* [Records from a data source]:

* * *

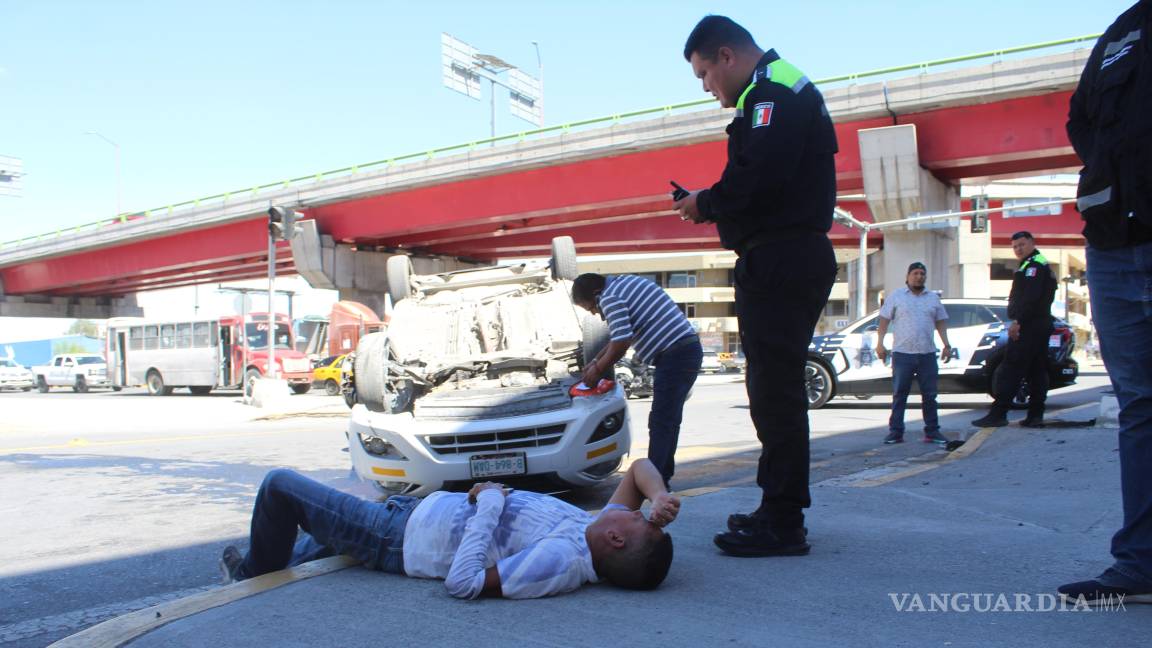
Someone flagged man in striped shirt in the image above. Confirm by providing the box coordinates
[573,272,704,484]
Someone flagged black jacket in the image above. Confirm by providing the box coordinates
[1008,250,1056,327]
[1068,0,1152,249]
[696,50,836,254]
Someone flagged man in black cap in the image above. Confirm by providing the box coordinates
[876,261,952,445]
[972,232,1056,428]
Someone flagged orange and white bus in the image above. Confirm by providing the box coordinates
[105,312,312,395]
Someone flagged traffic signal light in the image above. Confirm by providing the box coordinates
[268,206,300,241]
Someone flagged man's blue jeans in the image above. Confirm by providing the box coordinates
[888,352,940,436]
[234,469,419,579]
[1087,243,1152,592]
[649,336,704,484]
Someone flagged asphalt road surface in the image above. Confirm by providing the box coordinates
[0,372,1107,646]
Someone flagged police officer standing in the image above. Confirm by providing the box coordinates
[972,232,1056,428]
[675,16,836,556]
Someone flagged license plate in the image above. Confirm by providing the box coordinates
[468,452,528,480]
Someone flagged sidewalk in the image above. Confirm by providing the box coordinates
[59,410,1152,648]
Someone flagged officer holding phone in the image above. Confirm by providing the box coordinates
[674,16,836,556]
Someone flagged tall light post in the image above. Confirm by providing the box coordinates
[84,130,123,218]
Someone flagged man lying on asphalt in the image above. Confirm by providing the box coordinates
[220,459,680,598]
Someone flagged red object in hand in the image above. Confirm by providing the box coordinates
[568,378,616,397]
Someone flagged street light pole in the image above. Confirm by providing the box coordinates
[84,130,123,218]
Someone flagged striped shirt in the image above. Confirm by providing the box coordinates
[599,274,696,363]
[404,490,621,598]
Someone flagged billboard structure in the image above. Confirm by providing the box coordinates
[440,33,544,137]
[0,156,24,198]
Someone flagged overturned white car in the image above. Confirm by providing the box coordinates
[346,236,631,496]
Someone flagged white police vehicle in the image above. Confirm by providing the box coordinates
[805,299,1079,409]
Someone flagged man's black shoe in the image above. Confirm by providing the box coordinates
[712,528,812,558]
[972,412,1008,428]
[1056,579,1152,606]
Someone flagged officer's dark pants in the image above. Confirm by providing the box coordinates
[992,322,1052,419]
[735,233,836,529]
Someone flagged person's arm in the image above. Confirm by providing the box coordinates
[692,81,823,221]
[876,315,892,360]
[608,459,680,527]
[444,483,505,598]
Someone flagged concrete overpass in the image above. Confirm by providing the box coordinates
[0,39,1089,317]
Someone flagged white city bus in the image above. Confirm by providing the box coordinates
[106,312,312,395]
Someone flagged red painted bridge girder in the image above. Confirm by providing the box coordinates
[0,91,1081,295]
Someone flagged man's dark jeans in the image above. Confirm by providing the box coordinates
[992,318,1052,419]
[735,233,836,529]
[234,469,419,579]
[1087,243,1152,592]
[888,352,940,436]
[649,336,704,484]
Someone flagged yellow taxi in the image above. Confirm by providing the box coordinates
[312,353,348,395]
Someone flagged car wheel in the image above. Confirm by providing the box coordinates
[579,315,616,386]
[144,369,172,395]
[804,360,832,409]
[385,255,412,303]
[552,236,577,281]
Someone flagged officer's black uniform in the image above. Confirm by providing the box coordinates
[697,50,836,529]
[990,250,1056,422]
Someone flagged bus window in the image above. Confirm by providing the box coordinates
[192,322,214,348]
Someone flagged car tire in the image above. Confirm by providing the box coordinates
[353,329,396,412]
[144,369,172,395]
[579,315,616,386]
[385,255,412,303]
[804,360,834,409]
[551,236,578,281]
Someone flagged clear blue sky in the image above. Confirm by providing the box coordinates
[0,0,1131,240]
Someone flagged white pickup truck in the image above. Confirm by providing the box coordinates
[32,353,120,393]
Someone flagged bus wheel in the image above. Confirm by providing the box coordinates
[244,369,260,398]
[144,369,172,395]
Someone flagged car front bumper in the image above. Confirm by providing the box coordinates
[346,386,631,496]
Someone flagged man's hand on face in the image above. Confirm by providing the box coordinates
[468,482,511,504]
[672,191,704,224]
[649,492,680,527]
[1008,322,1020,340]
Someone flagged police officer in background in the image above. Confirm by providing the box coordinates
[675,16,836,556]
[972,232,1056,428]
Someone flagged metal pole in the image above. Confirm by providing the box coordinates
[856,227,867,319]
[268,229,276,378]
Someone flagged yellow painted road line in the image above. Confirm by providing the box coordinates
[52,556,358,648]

* * *

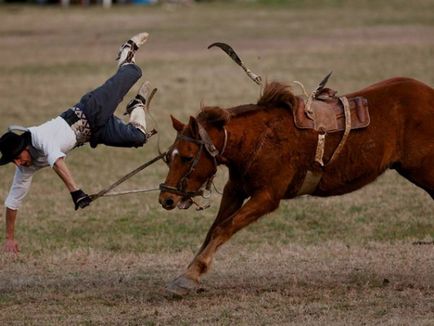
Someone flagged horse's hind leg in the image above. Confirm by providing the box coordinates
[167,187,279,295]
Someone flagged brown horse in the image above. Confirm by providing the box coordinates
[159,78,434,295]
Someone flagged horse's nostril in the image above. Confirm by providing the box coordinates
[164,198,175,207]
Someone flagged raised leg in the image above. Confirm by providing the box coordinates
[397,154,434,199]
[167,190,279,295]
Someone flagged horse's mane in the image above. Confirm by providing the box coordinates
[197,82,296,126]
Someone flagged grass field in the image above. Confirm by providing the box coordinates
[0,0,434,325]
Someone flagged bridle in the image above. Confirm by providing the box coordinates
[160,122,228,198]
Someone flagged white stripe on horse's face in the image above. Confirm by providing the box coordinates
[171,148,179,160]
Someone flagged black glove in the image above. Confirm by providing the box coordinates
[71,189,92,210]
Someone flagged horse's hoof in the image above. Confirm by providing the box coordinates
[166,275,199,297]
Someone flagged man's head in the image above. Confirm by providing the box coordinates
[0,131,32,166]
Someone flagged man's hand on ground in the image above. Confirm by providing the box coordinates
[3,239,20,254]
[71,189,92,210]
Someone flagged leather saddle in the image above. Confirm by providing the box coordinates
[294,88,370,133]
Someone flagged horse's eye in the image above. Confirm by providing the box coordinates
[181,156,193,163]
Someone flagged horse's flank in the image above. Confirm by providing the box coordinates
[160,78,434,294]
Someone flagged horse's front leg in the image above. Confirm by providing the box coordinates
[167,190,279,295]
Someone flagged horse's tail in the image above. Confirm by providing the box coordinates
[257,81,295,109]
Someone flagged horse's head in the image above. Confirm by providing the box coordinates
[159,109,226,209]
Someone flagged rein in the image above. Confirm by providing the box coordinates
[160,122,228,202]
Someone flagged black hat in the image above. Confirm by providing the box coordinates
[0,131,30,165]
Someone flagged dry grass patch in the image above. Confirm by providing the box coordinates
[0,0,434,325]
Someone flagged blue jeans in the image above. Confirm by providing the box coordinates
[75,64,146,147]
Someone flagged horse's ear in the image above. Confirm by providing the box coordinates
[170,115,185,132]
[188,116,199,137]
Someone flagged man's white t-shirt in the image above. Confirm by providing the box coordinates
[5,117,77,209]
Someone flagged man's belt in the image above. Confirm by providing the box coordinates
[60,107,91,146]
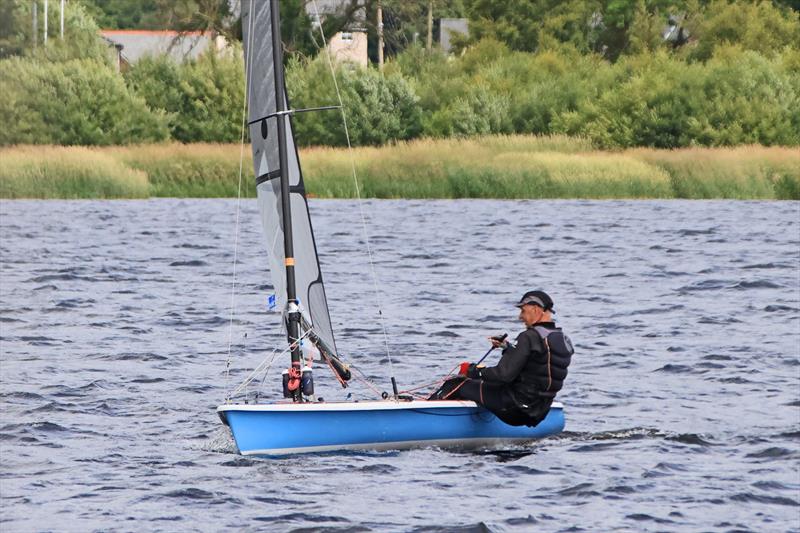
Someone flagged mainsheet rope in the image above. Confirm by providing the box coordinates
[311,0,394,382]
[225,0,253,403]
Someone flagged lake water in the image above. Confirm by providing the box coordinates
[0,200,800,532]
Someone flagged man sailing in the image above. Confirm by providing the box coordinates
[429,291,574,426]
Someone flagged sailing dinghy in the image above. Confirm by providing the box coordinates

* * *

* [Written request]: Copy the lines of the material verbatim, starting with the line that contains "Someone flagged man in striped" and ending with the line that contains "[0,372,1107,646]", both included.

* [Answer for this exercise]:
Someone flagged man in striped shirt in the image above. Confirm by providing the box coordinates
[573,272,704,484]
Someone flagged black jacket in the image above. Confirm by providing the box coordinates
[1008,250,1056,327]
[1068,0,1152,249]
[696,50,836,254]
Someone flagged man in black cap in the image above. Confirm by providing the box coordinates
[876,261,952,445]
[972,232,1056,428]
Someone flagged orange and white bus in the image above. Confirm by providing the box coordinates
[105,312,312,395]
Someone flagged traffic signal light in the image above. Confirm by providing the box coordinates
[268,206,300,241]
Someone flagged man's blue jeans in the image above. Confirm by providing the box coordinates
[888,352,940,436]
[234,469,419,579]
[1087,243,1152,592]
[649,336,704,484]
Someone flagged asphalt road surface in the image above. Confirm by providing the box coordinates
[0,372,1107,646]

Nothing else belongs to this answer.